── DATASET RECORDS ──
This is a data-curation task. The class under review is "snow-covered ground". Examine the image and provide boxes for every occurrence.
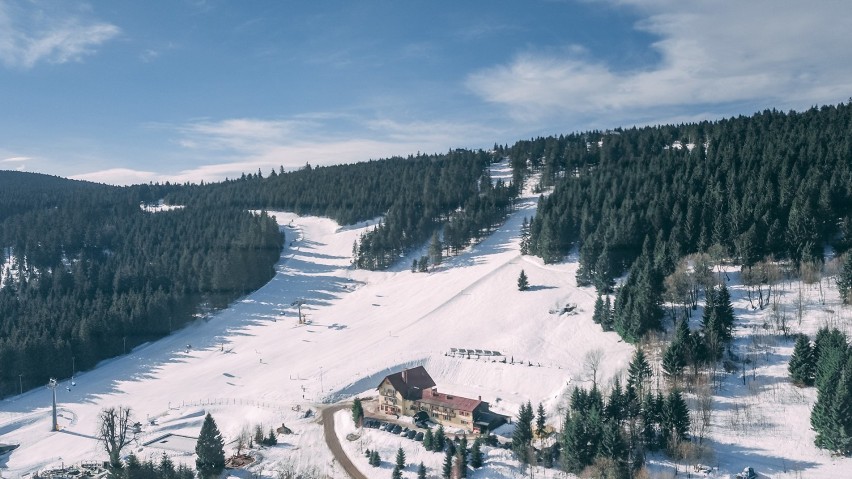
[0,165,632,478]
[2,160,851,478]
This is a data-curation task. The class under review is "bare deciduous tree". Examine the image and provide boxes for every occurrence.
[99,406,132,470]
[583,349,604,389]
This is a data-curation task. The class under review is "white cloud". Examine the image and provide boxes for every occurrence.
[1,156,31,162]
[77,115,502,186]
[0,1,120,69]
[466,0,852,125]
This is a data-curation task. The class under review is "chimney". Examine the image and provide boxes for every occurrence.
[402,369,407,383]
[478,395,481,401]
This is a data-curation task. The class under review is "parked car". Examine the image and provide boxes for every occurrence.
[406,430,417,439]
[380,422,390,431]
[414,432,424,441]
[735,467,757,479]
[391,424,402,434]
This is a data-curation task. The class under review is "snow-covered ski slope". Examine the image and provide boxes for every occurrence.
[4,159,851,478]
[0,164,632,477]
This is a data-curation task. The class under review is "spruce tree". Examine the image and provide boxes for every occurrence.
[593,294,605,325]
[429,231,443,266]
[602,295,614,331]
[512,401,534,461]
[434,425,446,451]
[442,447,453,479]
[266,427,278,446]
[520,217,531,255]
[158,453,175,479]
[470,439,483,468]
[457,435,469,478]
[352,398,364,426]
[627,349,652,399]
[195,413,226,479]
[789,334,815,386]
[663,390,690,450]
[417,462,427,479]
[838,252,852,304]
[392,466,402,479]
[395,447,406,470]
[662,340,686,383]
[518,269,530,291]
[423,428,434,451]
[536,402,547,444]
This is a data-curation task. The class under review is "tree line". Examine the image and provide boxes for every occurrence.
[0,172,283,397]
[514,101,852,342]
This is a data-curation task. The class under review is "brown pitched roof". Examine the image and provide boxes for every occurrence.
[419,388,482,413]
[377,366,436,400]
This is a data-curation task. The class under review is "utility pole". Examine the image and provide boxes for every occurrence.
[48,378,58,431]
[18,374,22,395]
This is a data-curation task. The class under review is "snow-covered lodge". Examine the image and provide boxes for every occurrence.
[376,366,506,433]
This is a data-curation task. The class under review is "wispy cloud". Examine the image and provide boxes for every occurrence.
[466,0,852,126]
[0,1,120,69]
[75,115,501,185]
[1,156,31,162]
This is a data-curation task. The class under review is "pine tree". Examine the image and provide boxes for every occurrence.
[254,424,264,447]
[352,398,364,426]
[124,454,142,479]
[593,246,614,294]
[627,349,652,399]
[813,355,852,454]
[470,439,483,468]
[561,410,589,473]
[520,217,531,255]
[518,269,529,291]
[442,446,453,479]
[839,253,852,304]
[434,425,446,451]
[429,231,443,266]
[602,295,614,331]
[663,390,690,450]
[266,427,278,446]
[423,428,434,451]
[417,462,427,479]
[662,340,686,383]
[392,466,402,479]
[195,413,226,479]
[370,450,381,467]
[158,453,175,479]
[713,283,735,340]
[789,334,816,386]
[536,402,547,444]
[593,294,605,325]
[512,401,534,461]
[395,447,406,470]
[457,435,469,478]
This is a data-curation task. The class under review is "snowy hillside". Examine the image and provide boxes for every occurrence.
[3,161,852,479]
[0,167,632,478]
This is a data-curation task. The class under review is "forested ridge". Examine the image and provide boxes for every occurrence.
[5,101,852,402]
[0,150,514,397]
[166,149,517,270]
[517,102,852,341]
[0,172,283,396]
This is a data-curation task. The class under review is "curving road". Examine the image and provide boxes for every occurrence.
[321,404,369,479]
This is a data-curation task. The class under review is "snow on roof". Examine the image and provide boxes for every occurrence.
[377,366,436,399]
[419,387,482,413]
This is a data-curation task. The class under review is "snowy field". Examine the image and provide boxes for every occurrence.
[2,160,852,478]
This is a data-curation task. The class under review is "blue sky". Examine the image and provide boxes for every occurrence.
[1,0,851,185]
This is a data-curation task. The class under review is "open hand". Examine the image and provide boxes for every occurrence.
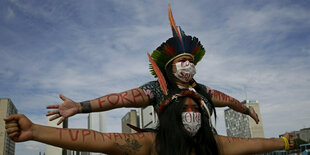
[249,106,259,124]
[46,94,79,125]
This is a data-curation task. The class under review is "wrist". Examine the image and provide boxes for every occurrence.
[281,137,290,150]
[243,107,250,115]
[31,124,40,141]
[79,101,92,113]
[77,102,82,113]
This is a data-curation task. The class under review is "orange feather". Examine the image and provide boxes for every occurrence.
[168,4,182,41]
[147,53,168,95]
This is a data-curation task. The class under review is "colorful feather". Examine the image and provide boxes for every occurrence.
[168,4,182,41]
[148,5,206,78]
[147,53,168,95]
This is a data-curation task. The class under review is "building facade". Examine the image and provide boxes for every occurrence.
[296,127,310,143]
[0,98,18,155]
[139,106,158,129]
[121,110,139,133]
[224,100,265,138]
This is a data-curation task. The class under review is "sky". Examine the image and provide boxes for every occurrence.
[0,0,310,154]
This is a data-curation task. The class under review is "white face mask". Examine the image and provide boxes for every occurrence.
[182,111,201,136]
[174,60,196,82]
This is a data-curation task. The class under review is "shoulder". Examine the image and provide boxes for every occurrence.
[197,83,212,93]
[139,81,162,97]
[139,81,160,88]
[197,83,206,88]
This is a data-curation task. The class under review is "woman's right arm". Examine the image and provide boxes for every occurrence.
[46,88,150,125]
[4,114,154,155]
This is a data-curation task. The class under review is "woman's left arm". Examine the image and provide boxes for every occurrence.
[215,133,294,155]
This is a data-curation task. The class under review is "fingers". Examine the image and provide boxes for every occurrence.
[3,115,16,121]
[49,114,61,121]
[46,110,60,116]
[288,134,294,149]
[4,114,24,121]
[249,108,260,124]
[5,122,18,129]
[6,126,20,135]
[6,122,21,140]
[46,104,59,109]
[289,133,296,138]
[59,94,67,101]
[255,119,259,124]
[255,113,259,124]
[282,132,295,150]
[57,117,65,125]
[8,131,20,139]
───
Word for word, return the material above, but drop the pictures.

This is a data-curation task. The class under review is "snow-covered ground". Examine the image and provide boxes for every occurrence.
[0,165,632,478]
[2,160,851,478]
This is a data-curation task. The class under review is "bare deciduous tree". Examine the image and provide boxes for every occurrence.
[99,406,132,470]
[583,349,604,389]
This is a data-curation task. The class under review is "white cloud". Examine the image and provide boxes for every occurrence.
[1,156,31,162]
[77,115,502,186]
[0,1,120,69]
[466,0,852,125]
This is a data-curation task. The class under review is "chimney". Examine the image and provide boxes for every occurrence.
[402,369,407,383]
[478,395,481,401]
This is a data-curation task. The class under review is "parked car". Examine the image and provide boxes for every occurrence.
[406,430,417,439]
[380,422,390,431]
[414,432,424,441]
[735,467,757,479]
[391,424,402,434]
This is a data-curation task. The class under review is "snow-covered ski slope". Examine the image and provide boxes for every occurrence.
[4,159,851,478]
[0,164,632,477]
This is a data-curation task. The class under review is "spruce tree". Examine the image and provide boxes for every occurrence.
[593,294,605,325]
[429,231,443,266]
[602,295,614,331]
[512,401,534,461]
[434,425,446,451]
[442,447,453,479]
[266,427,278,446]
[520,217,531,255]
[158,453,175,479]
[470,439,483,468]
[457,435,469,478]
[352,398,364,426]
[627,349,652,399]
[195,413,226,479]
[789,334,815,386]
[663,390,690,450]
[417,462,427,479]
[838,252,852,304]
[392,466,402,479]
[395,447,406,470]
[662,340,686,383]
[518,269,530,291]
[423,428,434,451]
[536,402,547,444]
This is a data-curation task. The class under review is "tree line". Examine the image and provide boxes for every occurrence.
[0,172,283,397]
[514,101,852,342]
This is a data-curation task. The class under review is "brown pitched roof". Examine the image and provide boxes for every occurrence.
[419,388,482,413]
[377,366,436,400]
This is a data-curation task. The class under review is "utility pole". Examine the image and provide boxes for every occurrence.
[48,378,58,431]
[18,374,22,395]
This is a data-curation task. The class under review is "snow-covered lodge". Examine the image and provide boxes for every occurrence.
[376,366,506,433]
This is a data-curation task. The class under review is "wispy cloud". Examine the image and provide boxes for every occurrence.
[466,0,852,126]
[0,1,120,69]
[75,115,501,185]
[1,156,31,162]
This is a data-curation task. The class under review is "pine tree". Examine the image and provide boxes for every occurrence.
[254,424,264,447]
[352,398,364,426]
[124,454,142,479]
[593,246,614,294]
[627,349,652,399]
[813,355,852,454]
[470,439,483,468]
[561,410,589,473]
[520,217,531,255]
[518,269,529,291]
[442,446,453,479]
[839,253,852,304]
[434,425,446,451]
[429,231,443,266]
[602,295,614,331]
[663,390,690,450]
[266,427,278,446]
[423,428,434,451]
[417,462,427,479]
[662,340,686,383]
[392,466,402,479]
[195,413,226,479]
[370,450,381,467]
[158,453,175,479]
[713,283,735,340]
[789,334,816,386]
[536,402,547,444]
[593,294,605,325]
[512,401,534,461]
[395,447,406,470]
[457,435,469,478]
This is a data-curation task. The class under review is "snowy hillside". Examine the image and provide boxes for every occurrence.
[3,161,852,479]
[0,167,632,478]
This is a data-curation task. The class under review is "forested ridge". Examine the image and provide boxes for every occurrence.
[5,101,852,402]
[0,150,514,397]
[166,149,517,270]
[517,102,852,341]
[0,172,283,396]
This is a data-curation task. The class under review is "curving road". Examine the image and provide boxes for every occurrence.
[321,404,369,479]
This is a data-curation task. The class under review is "snow on roof". Examine the image and provide boxes for every occurrence.
[377,366,436,399]
[419,387,482,413]
This is a data-curation task. The class under review is "snowy field". Examine the image and provide boxes for every occurrence.
[2,160,852,478]
This is a data-curation task. The class under review is "blue sky". Examine the image and provide boxes for every occurrence.
[1,0,851,185]
This is a data-curation task. The class under review is "open hand". Examine the image and provide boxes for every occurrence.
[249,106,259,124]
[46,94,79,125]
This is a data-curation task. The class under review is "wrist". Examine the image and provide boxes for every occurrence.
[281,137,290,150]
[243,107,250,115]
[31,124,40,141]
[79,101,92,113]
[77,102,82,113]
This is a data-curation task. The class under review is "orange feather". Examine the image and provide boxes for every occurrence.
[168,4,182,41]
[147,53,168,95]
This is a data-curation task. The class under review is "colorful feather". Examine the image and provide boxes for every occurrence.
[168,4,182,41]
[148,5,206,78]
[147,53,168,95]
This is a data-curation task. The class under review is "building facade". Examine the image and provide boxes for every occurrence.
[296,127,310,143]
[0,98,18,155]
[139,106,158,129]
[121,110,139,133]
[224,100,265,138]
This is a data-curation task. The class under review is "sky". Examine the image and provide boxes for every occurrence.
[0,0,310,154]
This is a data-curation task. The class under review is "white face mask". Examine the image and provide boxes for every occurrence.
[182,111,201,136]
[174,60,196,82]
This is a data-curation task. The class under review is "shoulder". Examine the image and provide boxes for every occurrence.
[197,83,212,93]
[139,81,162,97]
[139,81,160,88]
[197,83,206,88]
This is a data-curation task. The class under review is "woman's right arm". Examine the image and provide boxes for every occurrence.
[46,88,150,125]
[4,114,154,155]
This is a data-curation task. The class under review is "woman's left arm". Examine the image and provide boxes for every occurrence.
[215,133,294,155]
This is a data-curation task. The class under review is "fingers". Examine the image and provide boxes for every occurrence.
[3,115,16,121]
[49,114,61,121]
[46,110,60,116]
[288,134,294,149]
[4,114,24,121]
[249,108,260,124]
[5,122,18,129]
[6,126,20,135]
[6,122,21,140]
[46,104,59,109]
[289,133,296,138]
[59,94,67,101]
[255,119,259,124]
[255,113,259,124]
[282,132,295,150]
[57,117,65,125]
[8,131,20,139]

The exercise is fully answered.